Problem requirements. Please print exactly the lines running from the one that contains "Please put a point on each instance of the chrome front" to the end of the data, with both lines included.
[Start of Attachment]
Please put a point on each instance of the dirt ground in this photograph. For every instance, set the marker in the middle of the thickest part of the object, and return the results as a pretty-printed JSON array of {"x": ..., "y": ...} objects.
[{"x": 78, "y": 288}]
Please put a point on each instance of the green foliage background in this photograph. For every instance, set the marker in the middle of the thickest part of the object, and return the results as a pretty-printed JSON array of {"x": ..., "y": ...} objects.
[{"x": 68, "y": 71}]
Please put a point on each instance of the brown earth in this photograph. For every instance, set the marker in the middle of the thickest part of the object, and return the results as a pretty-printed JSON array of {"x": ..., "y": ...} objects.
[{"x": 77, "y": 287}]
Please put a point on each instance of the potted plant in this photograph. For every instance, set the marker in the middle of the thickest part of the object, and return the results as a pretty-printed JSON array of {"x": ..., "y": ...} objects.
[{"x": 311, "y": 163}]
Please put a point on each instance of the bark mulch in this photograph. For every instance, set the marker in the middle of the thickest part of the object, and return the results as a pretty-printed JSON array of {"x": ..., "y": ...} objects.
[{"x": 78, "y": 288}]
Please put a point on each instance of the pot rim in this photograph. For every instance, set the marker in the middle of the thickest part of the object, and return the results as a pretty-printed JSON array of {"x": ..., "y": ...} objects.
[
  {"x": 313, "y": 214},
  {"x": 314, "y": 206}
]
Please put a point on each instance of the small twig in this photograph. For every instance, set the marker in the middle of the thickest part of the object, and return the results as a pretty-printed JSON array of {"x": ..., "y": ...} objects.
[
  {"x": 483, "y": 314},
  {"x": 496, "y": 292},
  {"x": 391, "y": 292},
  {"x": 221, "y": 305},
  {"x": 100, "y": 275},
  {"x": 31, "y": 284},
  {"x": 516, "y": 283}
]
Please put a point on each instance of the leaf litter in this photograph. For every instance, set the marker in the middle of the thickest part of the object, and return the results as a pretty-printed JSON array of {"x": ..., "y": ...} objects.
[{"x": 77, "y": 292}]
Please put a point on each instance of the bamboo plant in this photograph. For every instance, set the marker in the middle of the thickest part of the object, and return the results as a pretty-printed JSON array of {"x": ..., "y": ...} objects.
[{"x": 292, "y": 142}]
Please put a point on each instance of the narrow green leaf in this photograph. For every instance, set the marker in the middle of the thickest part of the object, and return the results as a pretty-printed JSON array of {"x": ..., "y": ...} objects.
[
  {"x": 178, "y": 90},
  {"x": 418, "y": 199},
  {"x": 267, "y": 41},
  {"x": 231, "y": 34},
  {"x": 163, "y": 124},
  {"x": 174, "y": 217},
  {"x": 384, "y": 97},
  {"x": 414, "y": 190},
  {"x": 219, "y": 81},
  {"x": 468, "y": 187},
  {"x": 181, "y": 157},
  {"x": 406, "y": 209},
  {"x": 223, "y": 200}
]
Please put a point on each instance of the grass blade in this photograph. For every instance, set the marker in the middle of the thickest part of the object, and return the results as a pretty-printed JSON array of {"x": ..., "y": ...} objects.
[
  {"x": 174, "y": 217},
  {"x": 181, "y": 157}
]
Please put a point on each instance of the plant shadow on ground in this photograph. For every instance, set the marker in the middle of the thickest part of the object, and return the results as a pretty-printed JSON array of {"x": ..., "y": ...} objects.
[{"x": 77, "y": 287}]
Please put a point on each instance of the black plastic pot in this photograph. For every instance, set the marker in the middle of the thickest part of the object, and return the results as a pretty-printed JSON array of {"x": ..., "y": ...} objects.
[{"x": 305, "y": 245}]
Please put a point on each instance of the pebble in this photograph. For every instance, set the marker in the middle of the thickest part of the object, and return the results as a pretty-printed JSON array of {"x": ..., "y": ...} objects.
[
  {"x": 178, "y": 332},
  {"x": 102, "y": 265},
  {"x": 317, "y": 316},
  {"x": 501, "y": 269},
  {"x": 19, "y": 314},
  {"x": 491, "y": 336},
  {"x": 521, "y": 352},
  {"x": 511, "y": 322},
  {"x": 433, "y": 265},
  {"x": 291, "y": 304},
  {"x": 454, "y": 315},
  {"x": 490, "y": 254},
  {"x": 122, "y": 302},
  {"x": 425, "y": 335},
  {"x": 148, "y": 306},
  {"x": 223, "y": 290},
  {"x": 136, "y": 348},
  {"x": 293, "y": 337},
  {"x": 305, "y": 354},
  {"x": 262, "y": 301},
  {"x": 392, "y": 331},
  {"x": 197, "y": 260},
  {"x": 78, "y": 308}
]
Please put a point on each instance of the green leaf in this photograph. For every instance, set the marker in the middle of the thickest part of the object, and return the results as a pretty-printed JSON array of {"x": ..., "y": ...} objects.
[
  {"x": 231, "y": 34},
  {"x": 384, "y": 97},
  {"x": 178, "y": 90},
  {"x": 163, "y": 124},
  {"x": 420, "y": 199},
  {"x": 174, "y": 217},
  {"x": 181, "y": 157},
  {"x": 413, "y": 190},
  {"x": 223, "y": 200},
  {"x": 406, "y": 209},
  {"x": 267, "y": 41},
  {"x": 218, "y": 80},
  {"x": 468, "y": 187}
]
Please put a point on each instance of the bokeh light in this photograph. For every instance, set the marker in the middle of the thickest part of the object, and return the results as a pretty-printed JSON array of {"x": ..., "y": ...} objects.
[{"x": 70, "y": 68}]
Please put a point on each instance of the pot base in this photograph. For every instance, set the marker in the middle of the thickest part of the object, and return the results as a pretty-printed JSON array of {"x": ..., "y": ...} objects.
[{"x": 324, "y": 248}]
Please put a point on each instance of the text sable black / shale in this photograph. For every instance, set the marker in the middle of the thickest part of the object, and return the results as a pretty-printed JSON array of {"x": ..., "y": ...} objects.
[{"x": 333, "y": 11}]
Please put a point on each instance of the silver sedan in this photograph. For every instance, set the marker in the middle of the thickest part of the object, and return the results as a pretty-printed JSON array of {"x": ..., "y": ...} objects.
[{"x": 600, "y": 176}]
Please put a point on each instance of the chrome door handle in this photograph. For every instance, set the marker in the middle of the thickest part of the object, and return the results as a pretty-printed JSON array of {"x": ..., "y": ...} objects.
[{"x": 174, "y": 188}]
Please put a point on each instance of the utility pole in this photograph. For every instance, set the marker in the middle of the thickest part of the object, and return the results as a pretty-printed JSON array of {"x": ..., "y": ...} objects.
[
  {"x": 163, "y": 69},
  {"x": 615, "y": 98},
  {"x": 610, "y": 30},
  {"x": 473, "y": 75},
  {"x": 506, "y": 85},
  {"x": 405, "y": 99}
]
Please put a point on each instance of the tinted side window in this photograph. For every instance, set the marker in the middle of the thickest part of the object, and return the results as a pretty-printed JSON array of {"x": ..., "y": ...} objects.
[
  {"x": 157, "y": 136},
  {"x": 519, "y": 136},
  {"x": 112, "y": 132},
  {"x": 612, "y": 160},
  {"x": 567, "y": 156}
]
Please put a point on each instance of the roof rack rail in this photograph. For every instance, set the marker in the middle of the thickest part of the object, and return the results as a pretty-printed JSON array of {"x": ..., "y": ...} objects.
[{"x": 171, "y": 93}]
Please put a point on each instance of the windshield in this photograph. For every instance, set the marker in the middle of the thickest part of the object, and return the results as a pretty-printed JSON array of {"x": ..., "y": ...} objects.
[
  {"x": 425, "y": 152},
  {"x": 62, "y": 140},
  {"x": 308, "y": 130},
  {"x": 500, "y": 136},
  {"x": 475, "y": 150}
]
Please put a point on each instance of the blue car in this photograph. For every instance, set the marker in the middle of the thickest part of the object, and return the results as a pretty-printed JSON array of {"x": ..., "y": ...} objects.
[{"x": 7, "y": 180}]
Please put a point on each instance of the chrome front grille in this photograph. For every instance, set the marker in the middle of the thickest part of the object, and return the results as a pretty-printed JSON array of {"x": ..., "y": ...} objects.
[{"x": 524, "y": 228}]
[End of Attachment]
Finished task.
Please put a point on each instance of the chrome front grille in this photograph. For every instance, set the marker in the middle of the thickest part of the object, and return the results as a pretty-printed JSON array of {"x": ..., "y": ...} objects.
[{"x": 524, "y": 228}]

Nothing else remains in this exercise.